(The request):
Copy the stretch from the line containing "Where can the thin" through the end of the items, swapping "frost" for "snow" and leaving everything else unchanged.

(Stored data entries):
■ ■ ■ ■ ■

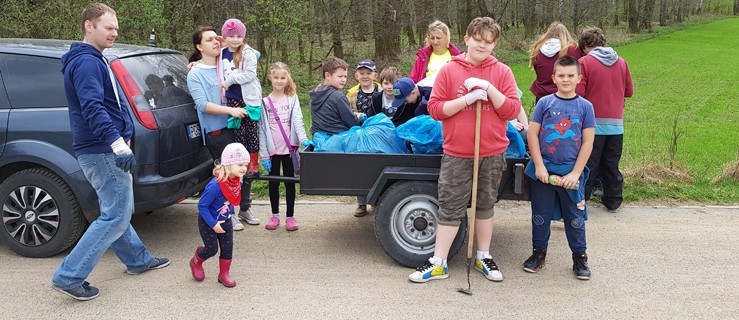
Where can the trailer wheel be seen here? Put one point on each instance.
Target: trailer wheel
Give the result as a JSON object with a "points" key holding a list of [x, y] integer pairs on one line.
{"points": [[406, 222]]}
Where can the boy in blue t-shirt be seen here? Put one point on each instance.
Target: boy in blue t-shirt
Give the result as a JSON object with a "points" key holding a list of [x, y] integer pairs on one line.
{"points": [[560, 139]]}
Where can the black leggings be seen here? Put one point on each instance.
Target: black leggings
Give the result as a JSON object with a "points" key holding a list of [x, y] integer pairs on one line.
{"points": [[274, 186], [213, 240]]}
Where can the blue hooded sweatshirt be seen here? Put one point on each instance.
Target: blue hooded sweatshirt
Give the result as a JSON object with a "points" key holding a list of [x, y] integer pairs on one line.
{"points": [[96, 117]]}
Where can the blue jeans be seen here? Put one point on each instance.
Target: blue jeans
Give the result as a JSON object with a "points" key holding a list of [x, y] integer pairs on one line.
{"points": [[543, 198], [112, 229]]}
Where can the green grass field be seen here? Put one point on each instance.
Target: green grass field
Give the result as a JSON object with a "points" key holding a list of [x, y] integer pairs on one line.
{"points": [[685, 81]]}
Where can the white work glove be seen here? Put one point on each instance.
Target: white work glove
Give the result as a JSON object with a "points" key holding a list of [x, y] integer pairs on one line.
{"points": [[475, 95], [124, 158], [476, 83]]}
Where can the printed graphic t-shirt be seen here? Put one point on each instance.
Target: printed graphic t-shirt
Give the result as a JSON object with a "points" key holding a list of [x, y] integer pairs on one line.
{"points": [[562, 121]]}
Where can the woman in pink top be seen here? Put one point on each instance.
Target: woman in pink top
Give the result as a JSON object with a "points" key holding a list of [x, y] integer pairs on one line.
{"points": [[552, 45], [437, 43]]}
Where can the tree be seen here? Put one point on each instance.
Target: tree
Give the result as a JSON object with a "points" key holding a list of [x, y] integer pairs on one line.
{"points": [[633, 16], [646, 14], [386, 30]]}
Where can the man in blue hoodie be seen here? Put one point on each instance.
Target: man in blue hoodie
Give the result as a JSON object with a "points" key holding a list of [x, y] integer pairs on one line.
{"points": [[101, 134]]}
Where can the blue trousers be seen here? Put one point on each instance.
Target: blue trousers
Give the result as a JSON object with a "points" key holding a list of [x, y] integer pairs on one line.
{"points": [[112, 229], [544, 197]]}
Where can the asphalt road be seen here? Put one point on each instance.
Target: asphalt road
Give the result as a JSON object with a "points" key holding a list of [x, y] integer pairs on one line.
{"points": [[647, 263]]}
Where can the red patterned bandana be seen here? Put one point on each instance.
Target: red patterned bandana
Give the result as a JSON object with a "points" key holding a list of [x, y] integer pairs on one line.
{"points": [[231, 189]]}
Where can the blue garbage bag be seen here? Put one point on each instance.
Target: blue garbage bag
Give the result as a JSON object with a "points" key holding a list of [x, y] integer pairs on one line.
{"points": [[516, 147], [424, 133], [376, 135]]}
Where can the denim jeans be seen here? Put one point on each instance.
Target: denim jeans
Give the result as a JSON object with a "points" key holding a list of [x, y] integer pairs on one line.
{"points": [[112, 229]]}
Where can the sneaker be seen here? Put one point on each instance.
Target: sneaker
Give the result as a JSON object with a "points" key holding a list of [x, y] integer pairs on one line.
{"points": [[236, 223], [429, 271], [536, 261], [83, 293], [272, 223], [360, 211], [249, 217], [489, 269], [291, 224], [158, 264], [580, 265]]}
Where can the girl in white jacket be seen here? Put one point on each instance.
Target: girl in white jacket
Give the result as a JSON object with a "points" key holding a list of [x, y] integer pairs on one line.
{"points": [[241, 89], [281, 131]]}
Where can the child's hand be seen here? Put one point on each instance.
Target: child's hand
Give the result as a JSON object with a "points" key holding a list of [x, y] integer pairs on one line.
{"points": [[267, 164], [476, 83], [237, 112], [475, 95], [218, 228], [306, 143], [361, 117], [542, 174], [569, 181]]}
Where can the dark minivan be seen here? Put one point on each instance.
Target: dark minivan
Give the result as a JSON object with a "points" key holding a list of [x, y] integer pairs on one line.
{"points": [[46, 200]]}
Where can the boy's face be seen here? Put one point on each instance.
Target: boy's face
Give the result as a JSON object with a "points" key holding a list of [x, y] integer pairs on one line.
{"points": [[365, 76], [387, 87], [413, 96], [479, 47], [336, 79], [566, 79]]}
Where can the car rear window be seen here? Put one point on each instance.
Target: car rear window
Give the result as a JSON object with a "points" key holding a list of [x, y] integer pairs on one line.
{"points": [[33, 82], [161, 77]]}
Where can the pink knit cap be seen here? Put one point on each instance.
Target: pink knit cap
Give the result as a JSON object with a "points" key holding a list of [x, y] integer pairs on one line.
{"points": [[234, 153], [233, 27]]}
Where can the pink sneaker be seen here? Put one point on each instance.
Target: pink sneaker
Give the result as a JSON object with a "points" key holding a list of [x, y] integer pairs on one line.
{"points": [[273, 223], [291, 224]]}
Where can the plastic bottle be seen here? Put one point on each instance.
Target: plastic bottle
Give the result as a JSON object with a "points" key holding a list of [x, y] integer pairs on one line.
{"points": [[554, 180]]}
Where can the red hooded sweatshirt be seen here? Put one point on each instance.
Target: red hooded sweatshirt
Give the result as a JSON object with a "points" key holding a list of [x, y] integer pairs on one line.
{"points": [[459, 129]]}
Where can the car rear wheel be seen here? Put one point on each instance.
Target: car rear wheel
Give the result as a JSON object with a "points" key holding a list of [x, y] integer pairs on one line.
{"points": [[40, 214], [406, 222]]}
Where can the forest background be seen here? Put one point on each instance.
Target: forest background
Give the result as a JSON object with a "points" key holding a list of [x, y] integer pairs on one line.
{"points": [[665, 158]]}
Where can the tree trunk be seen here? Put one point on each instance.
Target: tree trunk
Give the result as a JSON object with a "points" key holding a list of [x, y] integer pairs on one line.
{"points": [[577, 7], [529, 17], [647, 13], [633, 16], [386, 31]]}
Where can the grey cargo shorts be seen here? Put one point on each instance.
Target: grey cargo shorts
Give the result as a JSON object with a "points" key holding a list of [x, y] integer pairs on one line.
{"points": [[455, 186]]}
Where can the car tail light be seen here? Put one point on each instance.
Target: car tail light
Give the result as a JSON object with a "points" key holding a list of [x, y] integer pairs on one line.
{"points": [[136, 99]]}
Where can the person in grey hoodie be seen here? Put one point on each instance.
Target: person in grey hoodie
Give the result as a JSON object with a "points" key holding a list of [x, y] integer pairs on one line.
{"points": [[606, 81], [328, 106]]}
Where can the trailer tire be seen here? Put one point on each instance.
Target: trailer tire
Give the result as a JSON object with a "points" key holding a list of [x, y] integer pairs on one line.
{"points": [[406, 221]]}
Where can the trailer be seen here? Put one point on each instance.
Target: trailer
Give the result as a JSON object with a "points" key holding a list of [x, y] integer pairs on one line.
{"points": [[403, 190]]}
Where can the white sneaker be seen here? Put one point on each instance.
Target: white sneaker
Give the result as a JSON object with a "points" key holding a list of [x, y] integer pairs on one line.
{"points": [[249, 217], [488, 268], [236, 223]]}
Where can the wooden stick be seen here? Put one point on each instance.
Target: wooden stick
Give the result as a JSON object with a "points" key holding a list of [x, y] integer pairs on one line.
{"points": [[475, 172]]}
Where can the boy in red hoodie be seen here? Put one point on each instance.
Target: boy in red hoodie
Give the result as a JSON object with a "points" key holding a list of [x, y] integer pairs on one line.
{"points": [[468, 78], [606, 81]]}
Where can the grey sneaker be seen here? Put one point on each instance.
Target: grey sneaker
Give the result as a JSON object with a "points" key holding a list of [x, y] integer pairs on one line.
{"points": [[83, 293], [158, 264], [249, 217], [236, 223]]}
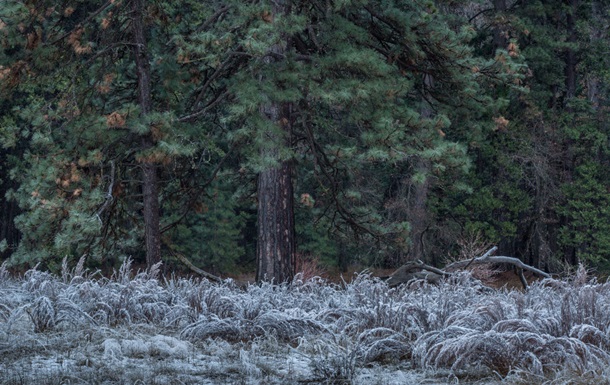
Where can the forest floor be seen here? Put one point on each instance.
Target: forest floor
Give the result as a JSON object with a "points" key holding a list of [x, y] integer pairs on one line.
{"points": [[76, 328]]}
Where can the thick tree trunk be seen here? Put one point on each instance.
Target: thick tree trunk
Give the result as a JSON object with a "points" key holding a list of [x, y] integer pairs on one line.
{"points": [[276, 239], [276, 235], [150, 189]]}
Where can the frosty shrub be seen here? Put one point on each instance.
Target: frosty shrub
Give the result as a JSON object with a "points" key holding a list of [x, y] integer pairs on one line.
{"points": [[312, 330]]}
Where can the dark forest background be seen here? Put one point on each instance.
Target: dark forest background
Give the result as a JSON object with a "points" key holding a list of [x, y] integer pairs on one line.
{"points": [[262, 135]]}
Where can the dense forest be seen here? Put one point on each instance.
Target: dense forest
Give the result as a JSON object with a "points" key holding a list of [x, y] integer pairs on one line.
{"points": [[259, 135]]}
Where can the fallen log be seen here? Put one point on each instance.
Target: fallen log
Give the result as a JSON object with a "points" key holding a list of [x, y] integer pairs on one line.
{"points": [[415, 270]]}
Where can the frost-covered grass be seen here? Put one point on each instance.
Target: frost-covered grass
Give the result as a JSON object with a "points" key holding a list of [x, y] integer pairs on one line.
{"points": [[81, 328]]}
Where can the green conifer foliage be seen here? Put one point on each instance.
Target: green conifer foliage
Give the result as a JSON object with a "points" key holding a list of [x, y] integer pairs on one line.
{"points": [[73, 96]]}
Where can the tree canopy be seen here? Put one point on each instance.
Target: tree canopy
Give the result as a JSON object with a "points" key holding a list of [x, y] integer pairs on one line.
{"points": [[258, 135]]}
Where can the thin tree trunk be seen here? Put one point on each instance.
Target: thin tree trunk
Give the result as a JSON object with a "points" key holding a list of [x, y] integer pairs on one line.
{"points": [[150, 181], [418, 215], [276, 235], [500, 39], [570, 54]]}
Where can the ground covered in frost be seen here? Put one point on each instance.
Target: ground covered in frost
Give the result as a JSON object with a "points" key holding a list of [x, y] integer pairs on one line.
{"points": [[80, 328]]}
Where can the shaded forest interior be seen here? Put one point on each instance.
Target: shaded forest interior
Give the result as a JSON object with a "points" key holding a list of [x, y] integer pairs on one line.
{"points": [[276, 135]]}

■ ■ ■ ■ ■

(Answer for the task):
Where can the thin tree trunk be seen here? Put one point on each instance.
Target: thin tree trunk
Give the result as a JSON object with a "points" key holding a list of [x, y] integer pairs on one line.
{"points": [[150, 181], [418, 215], [276, 235], [500, 39], [570, 54]]}
Where can the ground covered in snow be seen here? Put one point on each instance.
Target: ground covered in snow
Give the result as a JSON object with a "points" key holding a list of [x, y] integer pairs on one line.
{"points": [[80, 328]]}
Where can the shaded forest interior be seen here? Put one point on each instance.
Target: shaded forest interior
Give the result as a JSON object with a "points" key holding a list of [x, y] integer pairs on one line.
{"points": [[276, 135]]}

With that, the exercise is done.